___ Reading passage
Enhancing the actin flow–L1 linkage by shootin1 overexpression promotes L1-dependent neurite outgrowth

Finally, we examined whether increased levels of shootin1 alter the linkage between actin flow and L1. To do so, because shootin1 accumulates strongly in axonal growth cones (Fig. 1 A, arrows; Toriyama et al., 2006), we monitored the movement of actin retrograde flow and L1-Fc–coated beads on minor process growth cones, where shootin1 levels are low (Fig. 1 A, arrowheads). The rates of EGFP-actin retrograde flow in growth cones overexpressing myc-shootin1 and in those overexpressing myc-GST were 4.6 ± 0.8 μm/min (n = 60) and 4.3 ± 0.5 μm/min (n = 60), respectively (Fig. S4, A and B); the difference between them was not significant (P = 0.25). In addition, there was no significant difference between the levels and organization of actin filaments in growth cones expressing these proteins (n = three independent cultures, 150 growth cones examined; P = 0.42; Fig. S4 C).
______
_Task objective_
Please carry on the shootin1 and L1 passage above, starting right after its last sentence.
___ Data extract
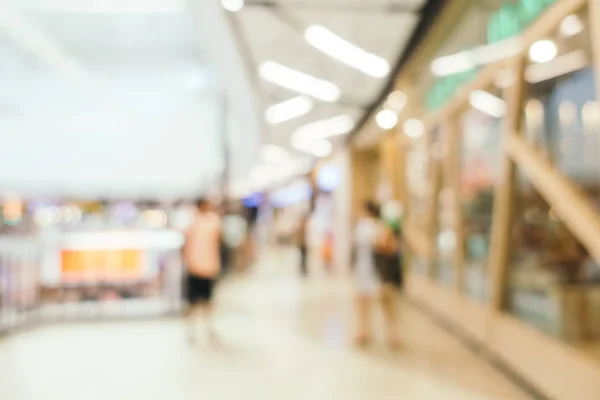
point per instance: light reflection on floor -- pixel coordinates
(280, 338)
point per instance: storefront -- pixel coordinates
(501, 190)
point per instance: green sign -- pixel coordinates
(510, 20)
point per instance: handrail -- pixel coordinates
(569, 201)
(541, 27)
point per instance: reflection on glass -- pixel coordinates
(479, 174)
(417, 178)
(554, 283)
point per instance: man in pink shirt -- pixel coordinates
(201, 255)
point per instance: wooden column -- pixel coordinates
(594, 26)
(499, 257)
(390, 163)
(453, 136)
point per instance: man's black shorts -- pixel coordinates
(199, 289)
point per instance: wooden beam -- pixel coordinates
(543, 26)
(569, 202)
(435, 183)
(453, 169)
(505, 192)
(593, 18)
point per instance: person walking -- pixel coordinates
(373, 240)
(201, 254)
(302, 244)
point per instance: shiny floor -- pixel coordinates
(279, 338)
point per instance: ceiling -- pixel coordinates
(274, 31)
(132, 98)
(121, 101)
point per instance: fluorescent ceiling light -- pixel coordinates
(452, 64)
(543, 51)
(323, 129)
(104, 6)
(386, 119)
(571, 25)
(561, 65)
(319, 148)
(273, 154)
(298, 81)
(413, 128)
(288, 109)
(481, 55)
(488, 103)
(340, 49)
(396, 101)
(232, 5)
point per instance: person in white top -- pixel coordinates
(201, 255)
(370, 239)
______
_Result of the task_
In contrast to shootin1 RNAi and myc-NES-ΔN-shootin1 overexpression, myc-shootin1 overexpression significantly increased the velocity of those beads that showed retrograde movement on minor process growth cones (n = 35, P = 0.045 compared with GST; Fig. 10, A–C), which suggests that it enhanced the actin flow–L1 linkage. These results further strengthen the notion that shootin1 mediates the linkage between actin filament retrograde flow and L1 in growth cones. Concurrently, myc-shootin1 overexpression in hippocampal neurons promoted outgrowth of total minor processes on L1-Fc (n = four independent cultures, 276 neurons examined; P = 0.039 compared with GST; Fig. 10, D and E) but not in neurons expressing shRNA against L1 (n = four independent cultures, 278 neurons examined; P = 0.47 compared with GST; Fig. 10, D–F). We also examined whether the effects of shootin1 overexpression on L1-dependent neurite outgrowth are affected by PI 3-kinase activity. In the presence of LY294002, shootin1 overexpression resulted in a significant increase in axonal length on L1-Fc (n = 3 independent cultures, 244 neurons examined; P = 0.050 compared with control; Fig. S4 D). A similar increase was observed in the absence of LY294002 (P = 0.84; Fig. S4 D), which indicates that the effects of shootin1 overexpression on L1-dependent axon outgrowth are not affected by PI 3-kinase activity, as in the case of shootin1 RNAi. Thus, we considered that L1-dependent axon outgrowth induced by shootin1 was mediated mainly through a PI 3-kinase–independent mechanism. Together, these results suggest that enhancing the actin flow–L1 linkage by shootin1 overexpression promotes L1-dependent neurite outgrowth.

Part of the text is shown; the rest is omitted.